_Prompt_
Please give again, word for word, the line that contains "cross-legged in the photo above." and every line after it to the end of the data, with no other lines.

_Input data_
Start of Block

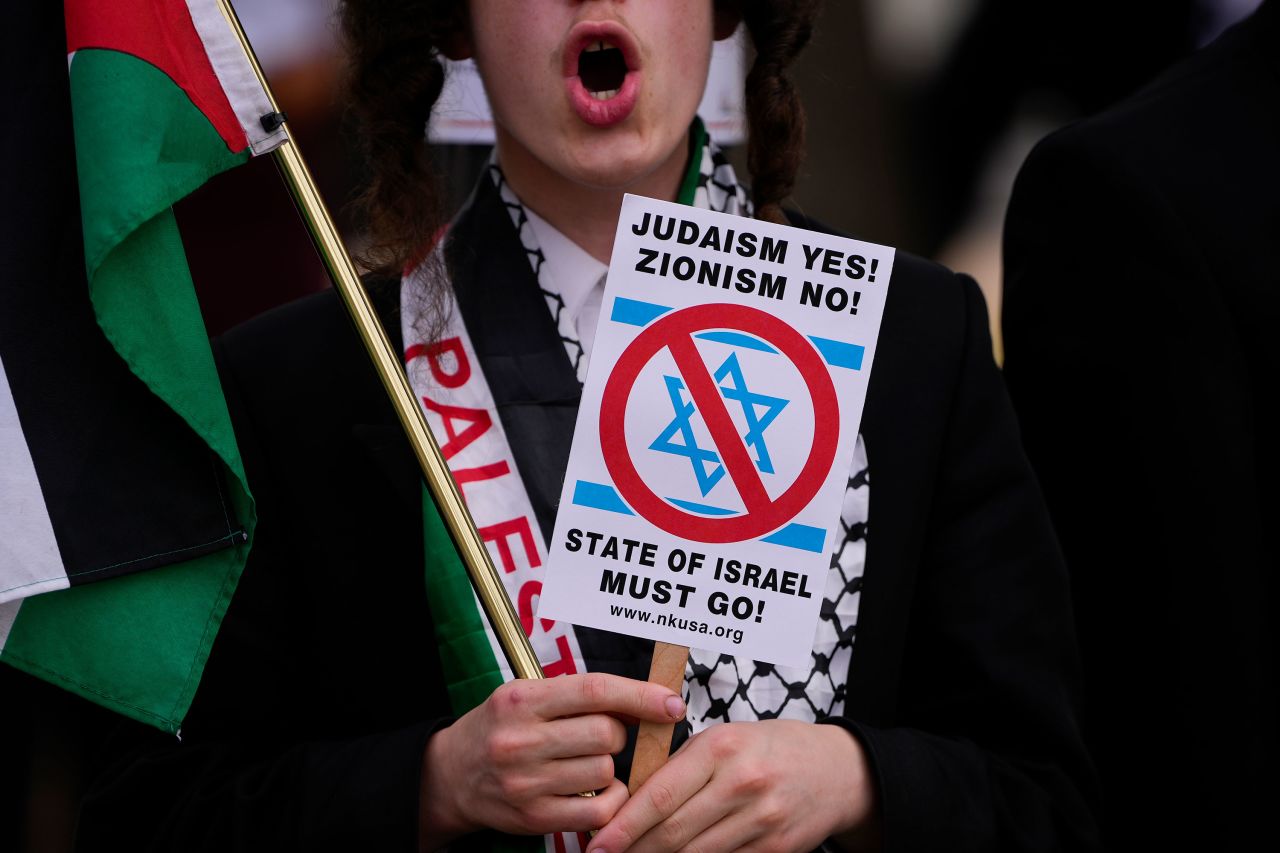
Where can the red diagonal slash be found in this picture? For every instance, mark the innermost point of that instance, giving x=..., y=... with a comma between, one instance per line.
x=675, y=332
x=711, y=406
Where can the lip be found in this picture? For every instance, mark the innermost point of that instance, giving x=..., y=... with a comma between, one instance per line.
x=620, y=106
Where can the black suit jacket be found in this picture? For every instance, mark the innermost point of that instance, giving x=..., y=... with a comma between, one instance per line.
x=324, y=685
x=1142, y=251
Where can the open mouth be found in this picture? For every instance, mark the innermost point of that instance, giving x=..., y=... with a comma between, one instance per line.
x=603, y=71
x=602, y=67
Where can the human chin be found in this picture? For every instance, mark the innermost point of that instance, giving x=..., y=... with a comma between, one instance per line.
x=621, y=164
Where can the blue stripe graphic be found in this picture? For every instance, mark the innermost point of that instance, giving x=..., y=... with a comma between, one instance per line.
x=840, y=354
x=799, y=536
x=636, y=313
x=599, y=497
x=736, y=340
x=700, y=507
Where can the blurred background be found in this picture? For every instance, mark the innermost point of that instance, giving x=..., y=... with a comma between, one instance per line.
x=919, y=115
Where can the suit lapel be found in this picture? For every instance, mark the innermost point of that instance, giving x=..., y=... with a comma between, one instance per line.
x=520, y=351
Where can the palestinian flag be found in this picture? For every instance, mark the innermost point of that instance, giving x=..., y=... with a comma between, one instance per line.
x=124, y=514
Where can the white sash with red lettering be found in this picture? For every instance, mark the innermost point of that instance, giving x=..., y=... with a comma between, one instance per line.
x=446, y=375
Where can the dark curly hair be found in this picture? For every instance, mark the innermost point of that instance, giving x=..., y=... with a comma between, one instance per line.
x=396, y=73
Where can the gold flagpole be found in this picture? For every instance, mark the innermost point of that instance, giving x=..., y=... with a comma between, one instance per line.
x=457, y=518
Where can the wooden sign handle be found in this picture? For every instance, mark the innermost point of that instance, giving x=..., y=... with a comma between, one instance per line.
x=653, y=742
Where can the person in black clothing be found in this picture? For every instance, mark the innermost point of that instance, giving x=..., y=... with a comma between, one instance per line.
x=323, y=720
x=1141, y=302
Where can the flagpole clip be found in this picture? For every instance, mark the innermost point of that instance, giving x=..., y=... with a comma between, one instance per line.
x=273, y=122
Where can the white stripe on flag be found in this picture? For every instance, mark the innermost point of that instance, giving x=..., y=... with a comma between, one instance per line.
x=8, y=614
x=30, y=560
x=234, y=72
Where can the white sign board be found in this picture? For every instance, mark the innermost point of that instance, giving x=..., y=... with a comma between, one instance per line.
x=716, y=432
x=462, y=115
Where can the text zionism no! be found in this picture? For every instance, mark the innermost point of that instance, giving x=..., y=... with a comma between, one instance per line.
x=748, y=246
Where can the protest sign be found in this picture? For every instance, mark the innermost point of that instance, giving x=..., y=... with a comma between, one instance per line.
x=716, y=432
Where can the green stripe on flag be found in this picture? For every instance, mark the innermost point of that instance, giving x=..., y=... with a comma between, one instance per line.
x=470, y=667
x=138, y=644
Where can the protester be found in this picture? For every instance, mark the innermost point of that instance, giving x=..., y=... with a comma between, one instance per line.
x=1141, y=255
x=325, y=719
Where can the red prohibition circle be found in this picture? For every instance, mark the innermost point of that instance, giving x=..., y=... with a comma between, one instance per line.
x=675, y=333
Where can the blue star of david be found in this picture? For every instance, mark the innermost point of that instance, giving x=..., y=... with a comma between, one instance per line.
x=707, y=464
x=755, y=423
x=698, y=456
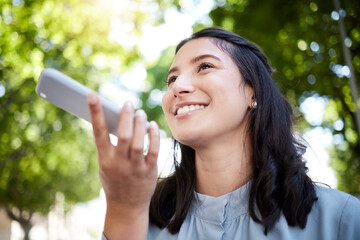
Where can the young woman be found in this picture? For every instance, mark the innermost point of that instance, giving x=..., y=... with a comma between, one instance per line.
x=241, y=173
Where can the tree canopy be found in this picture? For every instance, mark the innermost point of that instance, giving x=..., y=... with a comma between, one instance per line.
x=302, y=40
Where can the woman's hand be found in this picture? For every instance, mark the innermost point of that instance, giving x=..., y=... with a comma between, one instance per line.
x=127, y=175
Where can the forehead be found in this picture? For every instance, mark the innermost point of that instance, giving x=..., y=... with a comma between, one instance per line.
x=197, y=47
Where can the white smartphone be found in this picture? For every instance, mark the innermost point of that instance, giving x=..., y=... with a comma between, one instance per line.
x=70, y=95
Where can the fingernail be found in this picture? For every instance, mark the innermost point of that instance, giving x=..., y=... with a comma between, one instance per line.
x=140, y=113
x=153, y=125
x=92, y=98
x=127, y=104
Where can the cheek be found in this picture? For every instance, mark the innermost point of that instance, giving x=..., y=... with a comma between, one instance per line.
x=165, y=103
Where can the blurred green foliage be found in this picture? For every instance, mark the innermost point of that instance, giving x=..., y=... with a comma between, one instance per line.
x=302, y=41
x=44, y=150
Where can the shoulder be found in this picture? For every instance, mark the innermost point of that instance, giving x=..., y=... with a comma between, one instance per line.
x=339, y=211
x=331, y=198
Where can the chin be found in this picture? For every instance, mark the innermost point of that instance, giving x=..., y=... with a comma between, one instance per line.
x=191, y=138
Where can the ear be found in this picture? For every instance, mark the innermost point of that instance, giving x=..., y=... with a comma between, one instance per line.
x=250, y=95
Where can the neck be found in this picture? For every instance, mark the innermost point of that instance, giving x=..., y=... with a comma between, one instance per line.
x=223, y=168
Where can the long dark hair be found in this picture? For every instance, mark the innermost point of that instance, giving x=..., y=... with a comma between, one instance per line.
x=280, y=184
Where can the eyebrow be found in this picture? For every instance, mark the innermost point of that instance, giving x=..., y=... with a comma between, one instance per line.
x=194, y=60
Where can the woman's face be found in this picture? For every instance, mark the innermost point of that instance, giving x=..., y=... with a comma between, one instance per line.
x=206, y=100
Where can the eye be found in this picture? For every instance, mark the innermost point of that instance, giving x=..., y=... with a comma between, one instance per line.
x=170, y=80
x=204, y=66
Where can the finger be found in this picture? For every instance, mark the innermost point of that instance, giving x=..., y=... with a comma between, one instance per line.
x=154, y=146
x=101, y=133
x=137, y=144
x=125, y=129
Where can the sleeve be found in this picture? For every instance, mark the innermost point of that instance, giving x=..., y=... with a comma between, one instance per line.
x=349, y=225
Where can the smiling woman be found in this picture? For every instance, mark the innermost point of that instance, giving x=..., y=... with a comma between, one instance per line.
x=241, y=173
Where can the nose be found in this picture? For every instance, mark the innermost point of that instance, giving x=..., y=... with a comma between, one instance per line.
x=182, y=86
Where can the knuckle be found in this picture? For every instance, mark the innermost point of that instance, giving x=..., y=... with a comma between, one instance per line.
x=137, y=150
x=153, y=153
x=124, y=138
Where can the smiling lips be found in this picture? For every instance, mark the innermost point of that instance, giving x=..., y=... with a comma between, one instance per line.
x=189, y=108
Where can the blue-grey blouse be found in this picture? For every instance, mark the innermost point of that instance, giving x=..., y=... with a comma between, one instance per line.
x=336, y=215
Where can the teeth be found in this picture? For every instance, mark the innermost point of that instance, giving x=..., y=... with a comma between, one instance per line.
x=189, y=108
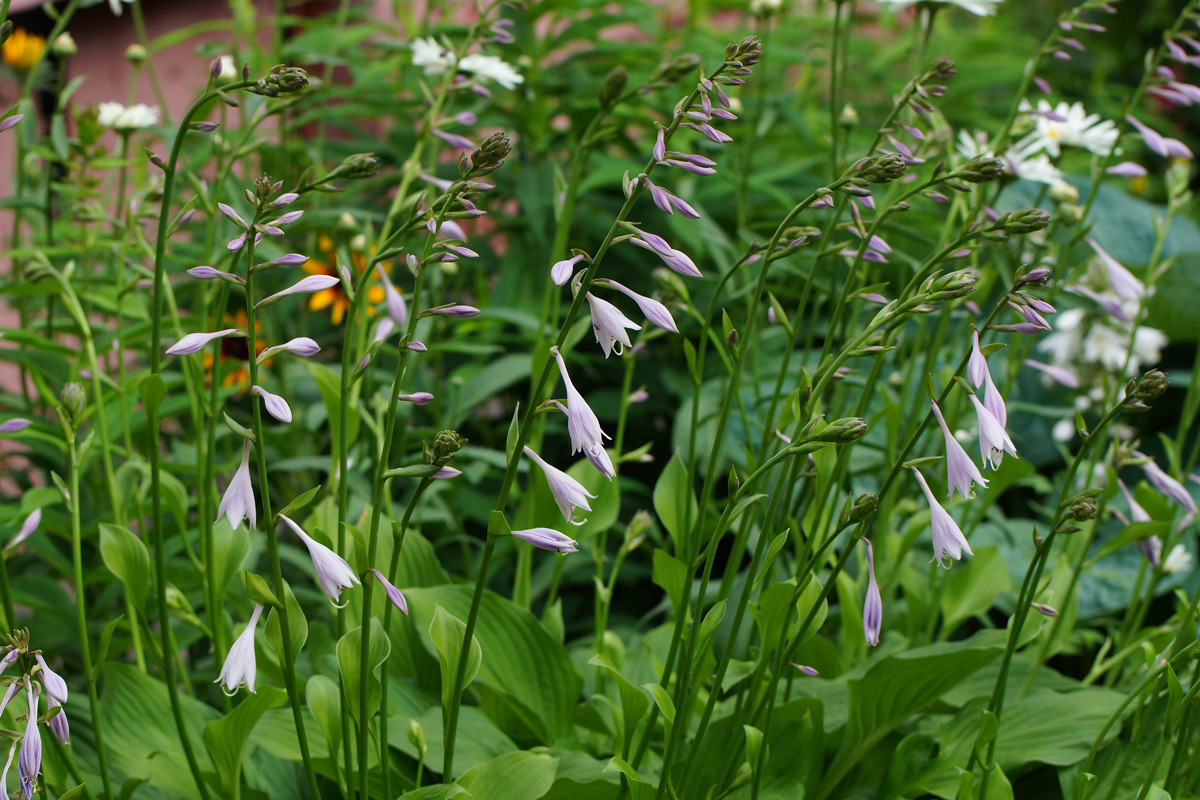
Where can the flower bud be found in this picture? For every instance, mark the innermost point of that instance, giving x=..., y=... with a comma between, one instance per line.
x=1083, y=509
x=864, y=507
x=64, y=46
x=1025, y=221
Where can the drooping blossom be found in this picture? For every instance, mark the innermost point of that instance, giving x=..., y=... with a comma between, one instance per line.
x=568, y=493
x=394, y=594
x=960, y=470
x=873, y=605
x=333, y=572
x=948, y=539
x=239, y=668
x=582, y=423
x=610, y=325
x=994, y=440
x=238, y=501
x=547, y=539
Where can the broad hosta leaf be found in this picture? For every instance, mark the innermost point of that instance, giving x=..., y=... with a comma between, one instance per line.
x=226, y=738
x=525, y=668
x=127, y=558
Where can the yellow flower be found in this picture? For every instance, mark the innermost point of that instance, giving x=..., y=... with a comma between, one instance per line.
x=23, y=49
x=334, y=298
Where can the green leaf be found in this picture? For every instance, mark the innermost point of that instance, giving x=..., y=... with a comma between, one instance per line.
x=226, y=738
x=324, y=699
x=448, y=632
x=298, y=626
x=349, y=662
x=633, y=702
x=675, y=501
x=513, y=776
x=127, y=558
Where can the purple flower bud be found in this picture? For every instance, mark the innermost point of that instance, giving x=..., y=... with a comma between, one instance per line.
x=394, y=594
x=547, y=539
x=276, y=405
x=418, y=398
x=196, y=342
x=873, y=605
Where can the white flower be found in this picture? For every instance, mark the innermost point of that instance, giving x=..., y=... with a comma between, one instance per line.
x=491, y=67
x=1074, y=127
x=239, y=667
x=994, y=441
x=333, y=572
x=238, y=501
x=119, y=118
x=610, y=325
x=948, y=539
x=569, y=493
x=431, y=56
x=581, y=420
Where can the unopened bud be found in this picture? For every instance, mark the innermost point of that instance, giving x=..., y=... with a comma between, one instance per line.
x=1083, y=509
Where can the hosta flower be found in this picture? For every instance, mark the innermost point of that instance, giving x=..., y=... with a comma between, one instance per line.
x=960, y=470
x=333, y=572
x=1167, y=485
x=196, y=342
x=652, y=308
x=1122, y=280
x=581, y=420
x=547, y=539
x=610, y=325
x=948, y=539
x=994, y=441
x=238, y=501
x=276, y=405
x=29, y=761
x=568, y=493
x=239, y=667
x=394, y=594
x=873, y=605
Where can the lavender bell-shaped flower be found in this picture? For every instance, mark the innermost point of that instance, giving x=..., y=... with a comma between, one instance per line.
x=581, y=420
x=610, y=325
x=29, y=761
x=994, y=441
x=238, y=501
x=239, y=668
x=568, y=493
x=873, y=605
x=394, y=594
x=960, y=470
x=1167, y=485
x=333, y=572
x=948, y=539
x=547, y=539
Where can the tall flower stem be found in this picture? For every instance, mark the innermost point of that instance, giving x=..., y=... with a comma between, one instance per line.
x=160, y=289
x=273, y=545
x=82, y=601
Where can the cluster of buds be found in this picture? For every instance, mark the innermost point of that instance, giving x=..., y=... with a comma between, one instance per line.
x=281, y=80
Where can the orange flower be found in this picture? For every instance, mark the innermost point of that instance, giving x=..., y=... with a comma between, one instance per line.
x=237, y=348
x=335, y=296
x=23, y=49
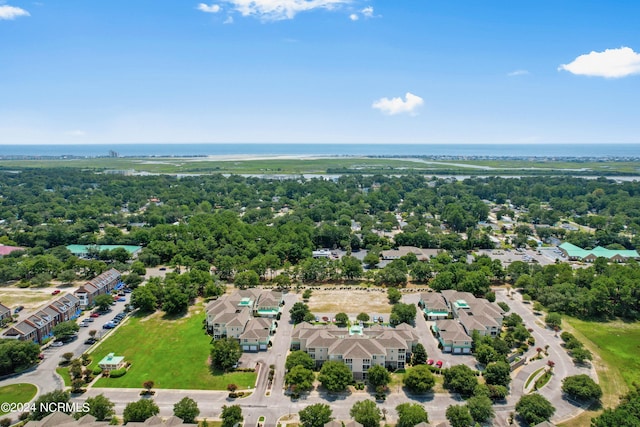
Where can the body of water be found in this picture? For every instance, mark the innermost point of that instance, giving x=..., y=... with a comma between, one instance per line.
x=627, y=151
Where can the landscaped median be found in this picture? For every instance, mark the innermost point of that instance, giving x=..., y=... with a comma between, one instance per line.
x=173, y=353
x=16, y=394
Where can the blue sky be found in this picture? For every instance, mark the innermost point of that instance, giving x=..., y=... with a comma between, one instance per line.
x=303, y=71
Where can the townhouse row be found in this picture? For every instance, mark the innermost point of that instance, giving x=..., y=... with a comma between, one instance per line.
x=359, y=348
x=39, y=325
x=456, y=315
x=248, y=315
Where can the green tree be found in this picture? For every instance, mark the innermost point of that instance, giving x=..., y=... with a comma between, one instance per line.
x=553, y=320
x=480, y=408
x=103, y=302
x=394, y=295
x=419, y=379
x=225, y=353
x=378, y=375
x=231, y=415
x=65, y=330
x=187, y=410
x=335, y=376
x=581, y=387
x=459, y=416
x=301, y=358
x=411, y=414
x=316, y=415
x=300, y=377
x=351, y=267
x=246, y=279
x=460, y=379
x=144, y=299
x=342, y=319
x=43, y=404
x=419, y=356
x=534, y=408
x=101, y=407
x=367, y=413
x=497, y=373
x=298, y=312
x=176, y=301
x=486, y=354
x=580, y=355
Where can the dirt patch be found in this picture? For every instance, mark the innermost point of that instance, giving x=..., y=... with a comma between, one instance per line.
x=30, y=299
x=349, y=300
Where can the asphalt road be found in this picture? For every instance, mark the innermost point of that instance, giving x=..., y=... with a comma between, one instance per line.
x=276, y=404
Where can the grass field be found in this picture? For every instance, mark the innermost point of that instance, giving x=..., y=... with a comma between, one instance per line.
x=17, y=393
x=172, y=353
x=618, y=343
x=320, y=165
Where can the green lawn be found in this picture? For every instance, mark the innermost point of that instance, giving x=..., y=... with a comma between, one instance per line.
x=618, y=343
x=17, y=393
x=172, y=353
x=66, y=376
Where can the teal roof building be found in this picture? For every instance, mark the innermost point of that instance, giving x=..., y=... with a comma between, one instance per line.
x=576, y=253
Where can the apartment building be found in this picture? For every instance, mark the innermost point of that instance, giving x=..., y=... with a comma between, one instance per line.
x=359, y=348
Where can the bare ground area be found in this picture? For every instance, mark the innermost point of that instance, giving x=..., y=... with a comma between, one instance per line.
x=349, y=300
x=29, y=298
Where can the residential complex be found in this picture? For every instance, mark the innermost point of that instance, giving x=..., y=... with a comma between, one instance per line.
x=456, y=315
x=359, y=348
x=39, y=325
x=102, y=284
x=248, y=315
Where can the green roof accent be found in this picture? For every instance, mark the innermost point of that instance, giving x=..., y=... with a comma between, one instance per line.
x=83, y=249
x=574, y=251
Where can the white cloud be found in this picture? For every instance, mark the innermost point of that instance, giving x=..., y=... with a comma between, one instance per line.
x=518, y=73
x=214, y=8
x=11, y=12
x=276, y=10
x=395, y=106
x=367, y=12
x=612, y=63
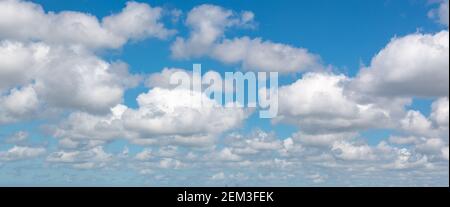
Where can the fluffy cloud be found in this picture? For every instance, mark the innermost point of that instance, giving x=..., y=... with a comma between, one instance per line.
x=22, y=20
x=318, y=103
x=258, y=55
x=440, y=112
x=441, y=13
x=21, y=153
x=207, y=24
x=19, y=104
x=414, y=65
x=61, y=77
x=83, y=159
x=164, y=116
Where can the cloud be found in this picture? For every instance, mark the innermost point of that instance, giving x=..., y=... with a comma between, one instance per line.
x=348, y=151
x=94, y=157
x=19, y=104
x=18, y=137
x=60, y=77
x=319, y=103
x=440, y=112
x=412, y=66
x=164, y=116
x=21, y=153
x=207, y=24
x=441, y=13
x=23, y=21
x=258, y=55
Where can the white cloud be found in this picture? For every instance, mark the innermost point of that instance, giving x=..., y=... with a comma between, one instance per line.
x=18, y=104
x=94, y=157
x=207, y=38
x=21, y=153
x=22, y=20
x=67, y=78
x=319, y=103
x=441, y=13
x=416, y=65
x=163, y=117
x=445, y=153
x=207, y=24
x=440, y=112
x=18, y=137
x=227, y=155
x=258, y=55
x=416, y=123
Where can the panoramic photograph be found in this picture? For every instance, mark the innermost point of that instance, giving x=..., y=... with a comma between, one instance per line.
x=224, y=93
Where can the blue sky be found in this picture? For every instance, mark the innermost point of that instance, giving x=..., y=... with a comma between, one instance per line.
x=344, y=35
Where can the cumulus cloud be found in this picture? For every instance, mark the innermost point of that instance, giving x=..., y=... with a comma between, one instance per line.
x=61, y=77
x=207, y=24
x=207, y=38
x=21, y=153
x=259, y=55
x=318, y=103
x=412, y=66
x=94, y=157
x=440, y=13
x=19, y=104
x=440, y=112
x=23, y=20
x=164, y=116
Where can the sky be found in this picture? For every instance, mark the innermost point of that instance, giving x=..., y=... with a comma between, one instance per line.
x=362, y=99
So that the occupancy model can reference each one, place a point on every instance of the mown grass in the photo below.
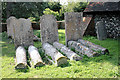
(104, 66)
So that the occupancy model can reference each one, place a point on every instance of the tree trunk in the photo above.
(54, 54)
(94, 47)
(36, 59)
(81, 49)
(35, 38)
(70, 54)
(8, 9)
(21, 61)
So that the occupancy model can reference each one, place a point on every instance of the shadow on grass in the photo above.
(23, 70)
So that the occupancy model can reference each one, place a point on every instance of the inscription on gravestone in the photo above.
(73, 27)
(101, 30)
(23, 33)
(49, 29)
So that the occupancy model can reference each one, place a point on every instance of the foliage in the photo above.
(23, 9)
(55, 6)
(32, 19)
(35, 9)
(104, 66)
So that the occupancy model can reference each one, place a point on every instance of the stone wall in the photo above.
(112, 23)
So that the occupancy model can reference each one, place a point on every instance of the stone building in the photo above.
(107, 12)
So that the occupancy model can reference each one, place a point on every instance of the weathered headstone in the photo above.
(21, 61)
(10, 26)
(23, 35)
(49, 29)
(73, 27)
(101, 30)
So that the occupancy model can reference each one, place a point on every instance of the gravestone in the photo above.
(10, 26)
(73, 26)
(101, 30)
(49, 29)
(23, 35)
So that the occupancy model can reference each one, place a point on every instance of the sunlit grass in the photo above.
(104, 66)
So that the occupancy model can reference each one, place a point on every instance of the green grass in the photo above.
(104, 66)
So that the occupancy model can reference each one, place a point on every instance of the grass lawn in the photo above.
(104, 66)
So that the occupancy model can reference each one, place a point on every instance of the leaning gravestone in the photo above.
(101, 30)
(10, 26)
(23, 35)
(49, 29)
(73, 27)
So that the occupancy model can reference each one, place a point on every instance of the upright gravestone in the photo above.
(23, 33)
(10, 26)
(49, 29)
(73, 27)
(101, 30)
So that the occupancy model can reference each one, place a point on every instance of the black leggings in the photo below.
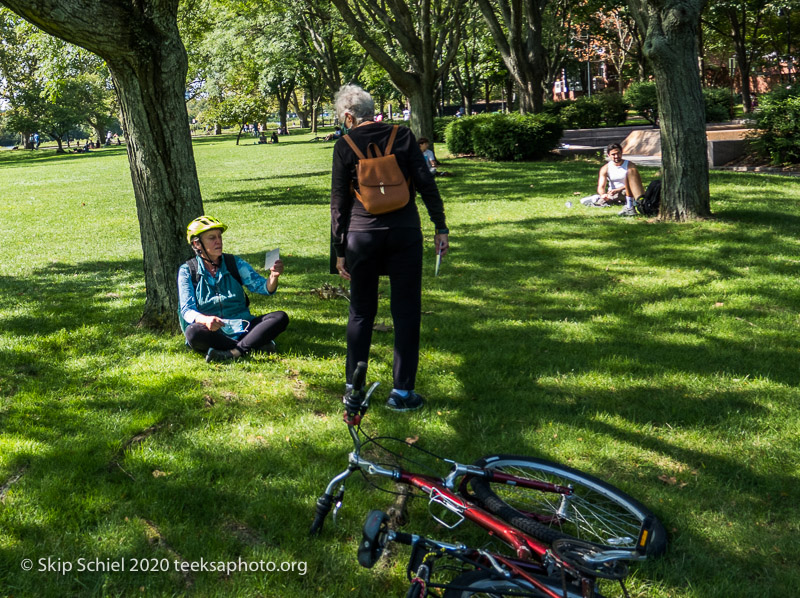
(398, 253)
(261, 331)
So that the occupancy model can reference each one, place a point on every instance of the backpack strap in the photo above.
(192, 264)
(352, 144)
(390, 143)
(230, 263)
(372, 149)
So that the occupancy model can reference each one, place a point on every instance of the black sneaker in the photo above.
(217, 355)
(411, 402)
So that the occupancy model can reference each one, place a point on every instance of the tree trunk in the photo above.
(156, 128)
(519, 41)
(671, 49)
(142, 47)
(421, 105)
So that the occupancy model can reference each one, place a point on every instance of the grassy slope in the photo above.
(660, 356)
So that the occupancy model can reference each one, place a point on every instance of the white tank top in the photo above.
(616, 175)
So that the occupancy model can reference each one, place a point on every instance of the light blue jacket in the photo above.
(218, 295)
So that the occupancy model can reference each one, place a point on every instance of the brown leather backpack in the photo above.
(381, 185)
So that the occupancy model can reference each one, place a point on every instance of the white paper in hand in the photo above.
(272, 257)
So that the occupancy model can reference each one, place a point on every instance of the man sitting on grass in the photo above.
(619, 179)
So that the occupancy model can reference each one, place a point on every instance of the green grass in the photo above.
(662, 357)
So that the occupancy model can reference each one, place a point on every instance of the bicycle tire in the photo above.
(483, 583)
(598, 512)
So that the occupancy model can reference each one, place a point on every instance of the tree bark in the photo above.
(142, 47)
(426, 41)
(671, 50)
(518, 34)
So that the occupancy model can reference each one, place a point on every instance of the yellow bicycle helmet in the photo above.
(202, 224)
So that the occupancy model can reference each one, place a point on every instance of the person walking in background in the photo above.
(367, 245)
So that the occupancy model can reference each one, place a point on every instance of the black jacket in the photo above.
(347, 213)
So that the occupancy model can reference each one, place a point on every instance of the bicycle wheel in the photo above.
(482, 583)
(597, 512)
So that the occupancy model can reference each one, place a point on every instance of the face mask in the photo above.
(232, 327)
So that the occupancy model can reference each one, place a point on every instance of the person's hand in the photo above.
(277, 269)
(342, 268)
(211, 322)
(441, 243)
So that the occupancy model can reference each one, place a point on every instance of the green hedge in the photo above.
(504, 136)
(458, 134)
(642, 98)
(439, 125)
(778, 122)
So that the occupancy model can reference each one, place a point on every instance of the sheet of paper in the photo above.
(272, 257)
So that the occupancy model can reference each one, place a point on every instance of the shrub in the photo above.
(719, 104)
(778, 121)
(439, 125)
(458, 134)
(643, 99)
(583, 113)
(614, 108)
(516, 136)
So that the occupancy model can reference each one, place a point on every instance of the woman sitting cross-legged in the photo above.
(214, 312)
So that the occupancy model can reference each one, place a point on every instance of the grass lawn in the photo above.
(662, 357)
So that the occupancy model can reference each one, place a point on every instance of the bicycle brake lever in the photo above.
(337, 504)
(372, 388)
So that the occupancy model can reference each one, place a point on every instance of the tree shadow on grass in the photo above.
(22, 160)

End of Block

_Answer for this exercise_
So that the occupancy model can reference each one, place a point on every instance of the woman sitting cross-legged in the photo above.
(214, 312)
So that the occupancy model can reference each one, place a point on every instance of the grass lawn in the photo above.
(662, 357)
So that the occupancy model can reference each one, place a point on every instance of the bicycle brake lever in the photo above.
(337, 504)
(372, 388)
So that the occupancy model can reference each one, place a point on every instance of the tree shadow on grass in the photo above.
(22, 160)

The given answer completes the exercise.